# Intermittent Starting Problems Yamaha F150



## PCfisher66 (Oct 13, 2010)

My port Yamaha 2005 F150 has starting having intermittent staring problems. It acts as if it is in gear when it is in neutral. The tach comes on but won't start. I have replace the neutral switch in the binnacle, after replacing it started right up at home, but this weekend at the ramp same problem. I move the lever from forward to reverse nothing, I took the key in and out and it started after that, don't know if that could be the problem. Just looks for places to look.


----------



## NKlamerus (Jan 4, 2016)

Is it dead when you turn the key? 

Is the ignition switch original?


----------



## PCfisher66 (Oct 13, 2010)

Yes on both, I get a power to my tach, but turn the key and nothing. Once it does start, it fires right up.


----------



## Capt. Zach Baker (Oct 3, 2016)

I don't know anything about outboards, but if it's anything like a atv/utv I'd check your starter/solenoid. But again, I know next to nothing about outboards


Sent from my iPhone using Tapatalk Pro


----------



## O-SEA-D (Jun 28, 2016)

Is there a throttle position switch under the cowling where shift rod push connections are? That may be my guess. Believe there is a sensor there.


----------



## kanaka (Oct 3, 2007)

Do you have a multimeter? Easy to check ignition switch then.
Boat have a battery switch?


----------



## PCfisher66 (Oct 13, 2010)

There is a switch under the cowling when it is in neutral but I don't know what it does and I can't find it on the parts drawings. I do have a multi meter, but what to check I don't know, I'm good at checking whether or not I have power down a pair of wires.


----------



## Deeplines (Sep 28, 2007)

The one under the cowling pushes another switch. Very sensitive alignment. My port is same way.


----------



## kanaka (Oct 3, 2007)

Find out which key switch you have, find appropriate wiring diagram and see if there is continuity when in start position. If so, that eliminates key switch.
Sounds like there is another neutral switch from the above post.
Battery switch question was to see if you can shut off battery so you can cycle key switch from off to start numerous times to physically clean contacts in key stitch.

Gonna look something like this, see where there should be continuity when in start position? Click om image to enlarge.


----------



## PCfisher66 (Oct 13, 2010)

== Record set ==
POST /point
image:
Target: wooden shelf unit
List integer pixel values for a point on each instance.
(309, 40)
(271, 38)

==

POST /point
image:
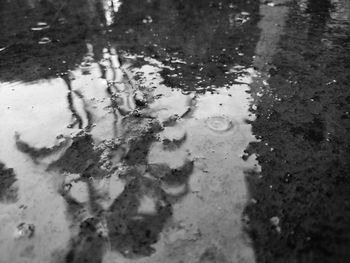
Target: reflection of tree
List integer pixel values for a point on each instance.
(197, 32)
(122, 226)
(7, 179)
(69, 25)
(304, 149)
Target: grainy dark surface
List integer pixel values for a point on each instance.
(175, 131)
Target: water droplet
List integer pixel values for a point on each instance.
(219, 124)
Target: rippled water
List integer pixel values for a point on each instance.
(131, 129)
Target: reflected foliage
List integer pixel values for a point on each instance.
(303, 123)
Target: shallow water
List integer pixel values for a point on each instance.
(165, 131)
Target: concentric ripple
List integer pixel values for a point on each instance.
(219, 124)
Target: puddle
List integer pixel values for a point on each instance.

---

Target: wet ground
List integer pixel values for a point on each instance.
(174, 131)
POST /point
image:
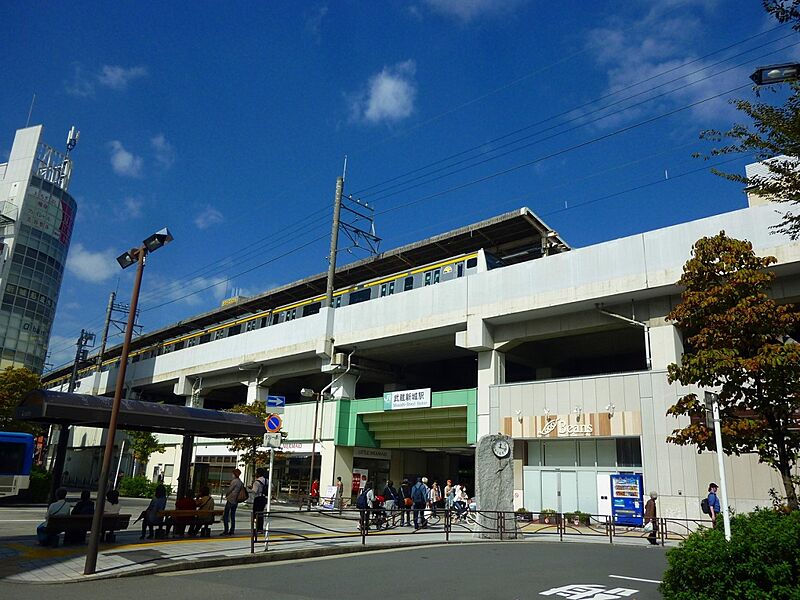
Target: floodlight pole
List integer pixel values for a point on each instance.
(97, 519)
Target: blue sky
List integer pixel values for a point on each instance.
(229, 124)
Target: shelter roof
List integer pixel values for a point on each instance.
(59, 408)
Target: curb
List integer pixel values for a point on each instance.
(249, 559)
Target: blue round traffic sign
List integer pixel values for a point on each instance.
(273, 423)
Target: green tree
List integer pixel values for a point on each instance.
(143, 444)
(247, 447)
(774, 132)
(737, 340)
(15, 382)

== Task requirements ==
**A)** Name every distinct username that appears as a poster in the Yamaha F150 starting-problem thread.
**B)** In the Yamaha F150 starting-problem thread, which part had the original poster already replaced before the trouble came back at the ramp?
**C)** Carry the Yamaha F150 starting-problem thread forward from its last line.

== Response list ==
**A)** PCfisher66, NKlamerus, Capt. Zach Baker, O-SEA-D, kanaka, Deeplines

**B)** The neutral switch in the binnacle.

**C)**
Thanks, I'll take a look at that. Also, I'll look under the cowling to see if there is any slop I can take out. Do know you if there is any other adjustment there, other than the pushrod?


----------



## kanaka (Oct 3, 2007)

No idea about neutral adjustment. 
Forum member Chaps had a starting problem and besides having to replace the start wire, found corrosion at the quick disconnect plug coming from the key switch.


----------



## Sonny (Oct 1, 2007)

I have a 2004 F150 that had the same problem and it turned out to be the relay. X-Shark fixed mine quick. He cut the relay in half and you could see how the contacts were not in the best of shape.


----------



## Sonny (Oct 1, 2007)

Relay assembly part number is 68V-8194A-00-00


----------



## chaps (Aug 31, 2009)

Yes I battled mine. It did the same as your engine. I have a 90 4 stroke. There are 2 neutral switches in mine, One on the throttle and one on the linkage under Cowel. Those checked good on mine. I ended up finding the start relay wire in the harness coming from the neutral switch/ignition switch and checked voltage and ohms. It had a huge drop so I spliced in a new start wire and it fixed it.


----------



## PCfisher66 (Oct 13, 2010)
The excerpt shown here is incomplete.